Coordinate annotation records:

* Start *

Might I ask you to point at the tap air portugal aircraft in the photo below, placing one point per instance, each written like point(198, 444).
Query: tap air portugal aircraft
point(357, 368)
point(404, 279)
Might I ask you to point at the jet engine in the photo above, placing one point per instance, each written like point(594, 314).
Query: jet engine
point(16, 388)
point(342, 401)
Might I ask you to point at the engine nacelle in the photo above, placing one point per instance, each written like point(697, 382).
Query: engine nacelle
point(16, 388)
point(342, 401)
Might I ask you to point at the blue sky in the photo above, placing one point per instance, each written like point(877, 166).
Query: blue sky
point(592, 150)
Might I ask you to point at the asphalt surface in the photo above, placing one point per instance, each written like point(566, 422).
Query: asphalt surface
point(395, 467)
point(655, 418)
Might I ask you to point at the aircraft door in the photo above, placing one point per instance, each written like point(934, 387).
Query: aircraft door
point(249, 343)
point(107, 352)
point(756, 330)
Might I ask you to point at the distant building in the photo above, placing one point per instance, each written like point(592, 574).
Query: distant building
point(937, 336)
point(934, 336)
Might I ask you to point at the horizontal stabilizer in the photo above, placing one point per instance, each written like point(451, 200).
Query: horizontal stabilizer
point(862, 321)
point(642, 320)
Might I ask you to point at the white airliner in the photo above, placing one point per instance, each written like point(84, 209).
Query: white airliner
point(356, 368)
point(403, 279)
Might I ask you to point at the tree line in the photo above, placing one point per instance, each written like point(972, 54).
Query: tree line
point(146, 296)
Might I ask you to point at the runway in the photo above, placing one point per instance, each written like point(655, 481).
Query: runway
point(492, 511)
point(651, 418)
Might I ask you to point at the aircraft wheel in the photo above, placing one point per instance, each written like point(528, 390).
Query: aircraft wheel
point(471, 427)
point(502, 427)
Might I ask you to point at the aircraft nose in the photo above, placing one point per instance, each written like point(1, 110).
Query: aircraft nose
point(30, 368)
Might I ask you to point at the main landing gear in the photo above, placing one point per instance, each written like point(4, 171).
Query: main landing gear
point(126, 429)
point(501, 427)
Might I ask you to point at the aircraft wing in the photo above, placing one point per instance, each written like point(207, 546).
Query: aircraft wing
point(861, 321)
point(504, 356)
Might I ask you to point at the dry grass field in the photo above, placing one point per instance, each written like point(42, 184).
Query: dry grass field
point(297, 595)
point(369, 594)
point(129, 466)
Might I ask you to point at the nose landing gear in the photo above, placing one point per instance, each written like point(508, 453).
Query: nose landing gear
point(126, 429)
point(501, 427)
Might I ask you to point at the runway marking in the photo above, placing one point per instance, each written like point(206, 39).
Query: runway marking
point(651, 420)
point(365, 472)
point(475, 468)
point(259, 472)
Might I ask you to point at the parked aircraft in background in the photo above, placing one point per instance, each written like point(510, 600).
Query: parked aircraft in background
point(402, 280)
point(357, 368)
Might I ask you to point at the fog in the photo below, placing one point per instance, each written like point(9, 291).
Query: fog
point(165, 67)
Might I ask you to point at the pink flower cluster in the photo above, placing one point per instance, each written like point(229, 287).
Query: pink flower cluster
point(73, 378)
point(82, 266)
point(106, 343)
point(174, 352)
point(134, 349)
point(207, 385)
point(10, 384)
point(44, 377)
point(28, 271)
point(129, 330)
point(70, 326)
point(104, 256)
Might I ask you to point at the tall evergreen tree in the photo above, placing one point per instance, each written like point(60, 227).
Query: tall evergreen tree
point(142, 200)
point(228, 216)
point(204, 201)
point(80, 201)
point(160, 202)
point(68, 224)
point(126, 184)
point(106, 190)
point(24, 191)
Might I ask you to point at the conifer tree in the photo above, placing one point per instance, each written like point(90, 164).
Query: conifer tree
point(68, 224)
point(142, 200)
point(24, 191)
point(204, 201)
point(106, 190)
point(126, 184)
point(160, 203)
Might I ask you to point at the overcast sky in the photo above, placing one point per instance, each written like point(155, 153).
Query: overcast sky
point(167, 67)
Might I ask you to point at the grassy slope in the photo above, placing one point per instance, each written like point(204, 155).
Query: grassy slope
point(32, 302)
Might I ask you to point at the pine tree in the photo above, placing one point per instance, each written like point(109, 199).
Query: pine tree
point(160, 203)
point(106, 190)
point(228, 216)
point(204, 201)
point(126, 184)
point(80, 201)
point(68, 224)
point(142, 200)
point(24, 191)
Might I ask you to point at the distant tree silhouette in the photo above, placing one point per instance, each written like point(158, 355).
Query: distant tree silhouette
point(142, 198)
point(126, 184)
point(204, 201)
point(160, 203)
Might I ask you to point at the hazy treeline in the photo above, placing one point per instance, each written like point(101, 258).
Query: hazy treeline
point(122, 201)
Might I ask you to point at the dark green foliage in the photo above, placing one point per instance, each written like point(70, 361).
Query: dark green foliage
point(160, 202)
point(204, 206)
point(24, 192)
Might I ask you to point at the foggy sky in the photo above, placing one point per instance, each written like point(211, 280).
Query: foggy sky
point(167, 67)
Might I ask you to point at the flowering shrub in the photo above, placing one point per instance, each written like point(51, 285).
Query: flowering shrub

* End *

## [Your goal]
Switch every "Query" in the records above to "Target", and write out all the lines again with nothing else changed.

## [Result of the exercise]
Might I ask you to point at the tap air portugal aircraft in the photo below, placing one point per instance, each written like point(198, 444).
Target: tap air portugal aircraft
point(357, 368)
point(404, 279)
Might I ask you to point at the jet engine in the photo above, placing one point per instance, each written like point(594, 314).
Target: jet engine
point(16, 388)
point(342, 401)
Might I ask you to point at the engine nacelle in the photo above, placing one point per instance, each written like point(697, 382).
Target: engine nacelle
point(16, 388)
point(342, 401)
Might I ask you to point at the blue sky in the photo above, placing one point per instance, each written like point(877, 166).
Target: blue sky
point(592, 150)
Might I ask you to point at the asphalt surface in the photo above, placing one point per instance, each written like point(566, 422).
Target: asphalt surface
point(395, 467)
point(655, 418)
Might I ask you to point at the aircraft door in the photo above, placing one point per instance, each written like point(934, 387).
Target: aircraft door
point(249, 343)
point(107, 352)
point(756, 330)
Might I ask you to point at the distant building in the photo above, placing one point per instance, each written like point(592, 574).
Target: distant building
point(937, 336)
point(934, 336)
Might I ask you to point at the horizontal stabilizer in the photo above, placing one point per instance, each written like point(451, 200).
Target: horizontal stabilizer
point(862, 321)
point(642, 320)
Might I ask you to point at the white airliner in the photo above, placing one point per instance, each written like point(84, 209).
Target: white airliner
point(356, 368)
point(403, 279)
Might I ask you to point at the tree line in the photo above, placing one point per instance, each written like point(972, 54).
Target: tree line
point(146, 296)
Might I ask you to point at the runway in the photo above, placing one point per instance, each written like point(655, 481).
Target: runway
point(492, 511)
point(651, 418)
Might I ask you to point at the aircraft wheel in the photo above, placing one point per instance, each written like point(528, 390).
Target: aircraft wheel
point(471, 427)
point(502, 427)
Might I ask you to point at the aircraft nose in the photo above, placing one point per instance, each written like point(1, 110).
Target: aircraft nose
point(30, 368)
Might I ask you to point at the main landing gear in the photo above, placing one point per instance, each written like point(4, 171).
Target: main landing gear
point(126, 429)
point(501, 427)
Might I ask you to point at the aircraft wing in the photo above, placing one point per instance, each written like point(207, 546).
Target: aircraft wing
point(861, 321)
point(504, 356)
Might I ask you to point at the dry grass field in the photo above, placing one point per instance, each written like point(42, 184).
Target: dry grass field
point(297, 595)
point(369, 594)
point(129, 466)
Might I ask you to point at the nose landing gear in the photo above, placing one point per instance, each written like point(508, 453).
Target: nose landing gear
point(126, 429)
point(501, 427)
Might I ask you to point at the runway marking in the photo above, placing one point per instance, each written like point(206, 39).
Target: runway marking
point(651, 420)
point(365, 472)
point(475, 468)
point(259, 472)
Might I ask you to point at the parked aircraft in background in the photo above, placing one point per instance, each written like point(510, 600).
Target: parked aircraft in background
point(402, 280)
point(357, 368)
Might I ask you to point at the fog in the photo below, placing one point per instance, each written like point(9, 291).
Target: fog
point(165, 67)
Might I ask you to point at the pink flower cluster in the photo above, placing one point per instance, each written like point(229, 287).
Target: pink flower cluster
point(73, 378)
point(82, 266)
point(106, 343)
point(174, 352)
point(134, 349)
point(207, 385)
point(10, 384)
point(44, 377)
point(28, 271)
point(129, 330)
point(70, 326)
point(104, 256)
Might I ask you to point at the tall evergreen tree in the photo above, placing one point per instance, each written like point(60, 227).
Target: tall evergreen tree
point(142, 200)
point(228, 216)
point(204, 201)
point(80, 201)
point(160, 202)
point(68, 224)
point(126, 184)
point(106, 190)
point(24, 191)
Might I ask you to point at the conifer tree in the photo above, placing one point per instance, each written like point(90, 164).
Target: conifer tree
point(68, 224)
point(142, 200)
point(24, 191)
point(204, 201)
point(106, 190)
point(126, 184)
point(160, 203)
Might I ask you to point at the overcast sky in the photo above, placing one point per instance, each written like point(155, 153).
Target: overcast sky
point(167, 67)
Might I ask you to point at the grassy slope in the photo above, placing one point per instance, each written like point(204, 155).
Target: grassy slope
point(32, 302)
Might I ask you to point at the pine tree in the photo above, placing one point per instance, each written like point(109, 199).
Target: pine tree
point(160, 203)
point(106, 190)
point(228, 216)
point(204, 201)
point(126, 184)
point(80, 201)
point(68, 224)
point(142, 200)
point(24, 191)
Might I ask you to point at the distant tree silhouette in the photo above, placing one point per instance, each written like point(158, 355).
Target: distant tree silhouette
point(142, 198)
point(126, 184)
point(204, 201)
point(160, 203)
Might I ask you to point at the hazy treeline in the photo above, placing one point per instance, each written like point(101, 258).
Target: hazy treeline
point(122, 201)
Might I ask you to point at the dark green foliage in the photo above, placing one point per instance, each written like point(70, 361).
Target: dark green foliage
point(160, 202)
point(204, 206)
point(24, 192)
Might I ask you to point at the foggy sky in the photo above, placing one point per instance, each written like point(211, 280).
Target: foggy sky
point(167, 67)
Might I ask you to point at the flowering shrub in the photo above, placing one point per instance, each written like point(51, 285).
Target: flowering shrub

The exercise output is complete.